*WHAT THE TASK REQUIRES*. Write out the entries again. Match each one exactly.
»»
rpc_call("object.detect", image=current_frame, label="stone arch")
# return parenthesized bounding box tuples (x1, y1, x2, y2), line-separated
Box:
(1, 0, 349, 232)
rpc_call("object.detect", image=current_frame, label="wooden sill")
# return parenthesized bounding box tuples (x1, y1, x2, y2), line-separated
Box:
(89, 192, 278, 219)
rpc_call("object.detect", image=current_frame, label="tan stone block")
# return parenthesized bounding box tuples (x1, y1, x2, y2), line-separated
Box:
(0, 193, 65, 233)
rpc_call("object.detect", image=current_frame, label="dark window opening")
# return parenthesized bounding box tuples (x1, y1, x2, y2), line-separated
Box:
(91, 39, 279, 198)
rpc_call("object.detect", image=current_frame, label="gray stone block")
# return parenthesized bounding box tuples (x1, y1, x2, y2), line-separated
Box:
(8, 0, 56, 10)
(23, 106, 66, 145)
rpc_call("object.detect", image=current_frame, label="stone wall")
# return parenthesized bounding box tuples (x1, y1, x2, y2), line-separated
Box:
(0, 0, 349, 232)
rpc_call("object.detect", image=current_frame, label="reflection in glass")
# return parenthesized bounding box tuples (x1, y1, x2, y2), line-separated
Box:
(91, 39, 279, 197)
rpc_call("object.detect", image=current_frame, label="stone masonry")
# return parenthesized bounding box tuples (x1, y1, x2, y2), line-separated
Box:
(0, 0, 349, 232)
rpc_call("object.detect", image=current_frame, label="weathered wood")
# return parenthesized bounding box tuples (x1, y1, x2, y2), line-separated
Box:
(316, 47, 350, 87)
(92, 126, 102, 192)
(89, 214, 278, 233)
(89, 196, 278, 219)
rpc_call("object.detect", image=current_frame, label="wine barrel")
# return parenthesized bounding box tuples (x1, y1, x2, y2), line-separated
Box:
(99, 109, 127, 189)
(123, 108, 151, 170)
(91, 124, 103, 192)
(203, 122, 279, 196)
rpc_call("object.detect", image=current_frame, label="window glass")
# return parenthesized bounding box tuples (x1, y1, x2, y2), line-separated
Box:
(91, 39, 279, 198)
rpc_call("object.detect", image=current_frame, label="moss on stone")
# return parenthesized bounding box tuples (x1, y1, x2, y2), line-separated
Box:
««
*EXPECTED ANSWER*.
rpc_call("object.detect", image=current_frame, label="stone arch")
# return parenthesized bounding box tuples (x1, y1, x2, y2), line-separated
Box:
(1, 0, 349, 232)
rpc_call("object.detect", image=current_frame, label="wooden sill")
# return parenthesized bounding box tuples (x1, y1, x2, y2), line-separated
Box:
(89, 192, 278, 219)
rpc_call("object.detect", image=current_frame, label="tan stone block")
# return parenthesized bounding box tuples (x1, y1, x2, y2), line-separated
Box:
(0, 193, 65, 233)
rpc_call("object.detect", image=current_frame, label="dark window opening")
# return parenthesized bounding box tuples (x1, y1, x2, y2), line-separated
Box:
(91, 39, 279, 198)
rpc_call("object.detect", image=current_frame, label="gray stone block")
# return parenthesized bounding box tuples (x1, y1, x2, y2), line-separated
Box:
(8, 0, 56, 10)
(23, 106, 66, 145)
rpc_call("object.detect", image=current_frame, label="stone wall")
# return parenthesized bounding box tuples (x1, y1, x2, y2), line-separated
Box:
(0, 0, 349, 232)
rpc_call("object.detect", image=current_frame, label="reflection in glass")
# return parenthesized bounding box tuples (x1, y1, x2, y2), line-separated
Box:
(91, 39, 279, 197)
rpc_call("object.detect", image=current_frame, label="stone masonry")
# return parenthesized bounding box tuples (x1, y1, x2, y2), line-separated
Box:
(0, 0, 349, 232)
rpc_call("object.detect", image=current_frame, label="weathered wood")
# return parenthesized bounding box tuples (x1, y1, x2, y2), line-separated
Box:
(316, 47, 350, 87)
(92, 126, 102, 192)
(89, 214, 278, 233)
(89, 196, 278, 219)
rpc_call("object.detect", image=current_frame, label="wine barrel")
# return parenthesized bounding box tuples (x1, y1, x2, y2), line-separated
Box:
(99, 109, 127, 189)
(123, 108, 151, 170)
(91, 124, 103, 192)
(203, 122, 279, 196)
rpc_call("object.detect", image=current_frame, label="window glass")
# return parenthesized bounding box tuples (x1, y1, x2, y2), line-separated
Box:
(91, 39, 279, 198)
rpc_call("object.detect", image=current_frame, label="moss on stone")
# return parenthesized bounding box tuples (x1, y1, x2, y2), line-separated
Box:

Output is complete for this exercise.